WHAT IS ASKED:
1 - Please answer these questions from the Peking Opera article:
(a) Who was the first person from Taiwan ever to perform with the Cirque du Soleil?
(b) What led to the postponement of Huang's July appearance in Princess Flowers?
(c) Which part did GuoGuang invite Huang to play in 2009?
2 - Revise everything from "Huang had originally" down to "into the schedule." in the Peking Opera article, replacing "convalescence" with "recovery".

----- TEXT BLOCK -----

Peking Opera—Seeking New Stages for New Times
Jackie Chen / photos Chin Hung-hao / tr. by David Smith
December 2012
A young female performer moves slowly toward center stage on tall, spiked wooden clogs. The combination of clogs and costume is hardly ergonomic, yet the actress moves with grace as she hops up onto a long row of narrow benches and makes her way along. All the people in the audience hold their breath in rapt attention as she nimbly alights from the end of the last bench.
She is performing the GuoGuang Opera Company’s famed One Hundred Years on Stage, and this particular part demands especially good acrobatic skill. No one would guess that the woman tottering along on the clogs is actually afraid of heights, or that in training to perform this particular feat, her legs often tremble from exhaustion.
For each new generation of Peking Opera performers, overcoming psychological and physical barriers to put on a beautiful show is but one of many challenges that must be faced.
Peking Opera fans excitedly spread a piece of news on Facebook: “Huang Yu-lin is going to appear in Princess Flowers in late October!”
Huang had originally been scheduled to appear in Princess Flowers with the GuoGuang Opera Company in July, but the show was postponed after Huang developed facial paralysis. But after a period of convalescence, “the princess” was ready to give it a go.
People were looking forward for very good reason to seeing Huang in Princess Flowers. For one thing, Huang is a formidable singer and acrobat, and very pretty, to boot. Among the younger generation of Peking Opera performers, she is considered one of the biggest up-and-coming stars. It was thus unfortunate that she fell sick just as GuoGuang was getting ready to put on her opera. It was the first time in 17 years that the troupe had had to switch operas at the last minute. Small wonder, then, that disappointed fans were so excited when the postponed performance was worked back into the schedule.

The first person from Taiwan ever to perform with the Cirque du Soleil, Yang Shu-chin often performs with TaipeiEYE, for which foreigners are the main audience. She practices her skills every single day.
The career of a performing artist is fraught with peril. The loss of physical vigor as one ages is always troublesome, especially in Peking Opera, which places a premium on feats of athletic derring-do.
In One Hundred Years on Stage, a new work created by GuoGuang, there is one place where the actors discuss a particularly challenging part in The Tale of the White Serpent where the actress, wearing clogs, does a one-handed handstand atop a tall bench, maintaining her body in a horizontal position for a spell before vaulting back down to the stage. Acrobatics like this are common in Peking Opera, which is why, in One Hundred Years on Stage, an actor says: “We opera performers put it all on the line. We feel that to die on stage would be an honorable way to go.”
Says Huang: “I often feel that a Peking Opera performer is tougher to kill than a cockroach. Perhaps because I went through rigorous training from a young age, when I run into difficulty, I don’t give up. I just tell myself I’ve got to give it a try.” Having just finished a tough rehearsal, her cheeks stained with sweat, Huang relates that Peking Opera has given her a positive outlook on life: “For me, there’s nothing in life that you can’t deal with.”
Compared with other performers now in their 30s, Huang has had lots of opportunities to display her skills on stage, but the fact remains that her chosen career path has been anything but easy.
In 2009, GuoGuang invited Huang to play the part of Yan Xijiao in Capturing Zhang Sanlang Alive. Before the opera opened, Huang broke a pinky finger in a traffic accident, but she still went on with the show before her finger had completely healed. Playing the part of a ghost required a lot of demanding clog walking and flicking of long silk sleeves. Due to her injury, she was limited to flicking just one of the sleeves.

----- DATASET EXCERPT -----

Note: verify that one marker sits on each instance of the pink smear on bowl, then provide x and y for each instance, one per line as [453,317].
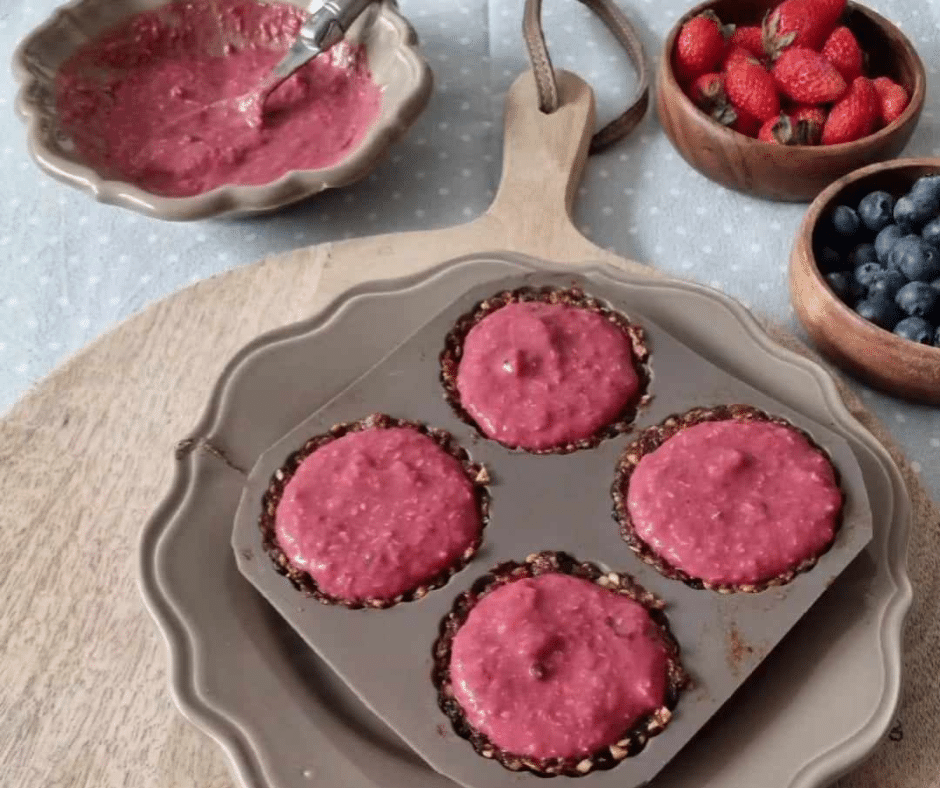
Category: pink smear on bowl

-----

SOLUTIONS TO EACH TASK:
1 -
(a) Yang Shu-chin
(b) Huang developed facial paralysis.
(c) Yan Xijiao in Capturing Zhang Sanlang Alive

2 -
Huang had originally been scheduled to appear in Princess Flowers with the GuoGuang Opera Company in July, but the show was postponed after Huang developed facial paralysis. But after a period of recovery, “the princess” was ready to give it a go.
People were looking forward for very good reason to seeing Huang in Princess Flowers. For one thing, Huang is a formidable singer and acrobat, and very pretty, to boot. Among the younger generation of Peking Opera performers, she is considered one of the biggest up-and-coming stars. It was thus unfortunate that she fell sick just as GuoGuang was getting ready to put on her opera. It was the first time in 17 years that the troupe had had to switch operas at the last minute. Small wonder, then, that disappointed fans were so excited when the postponed performance was worked back into the schedule.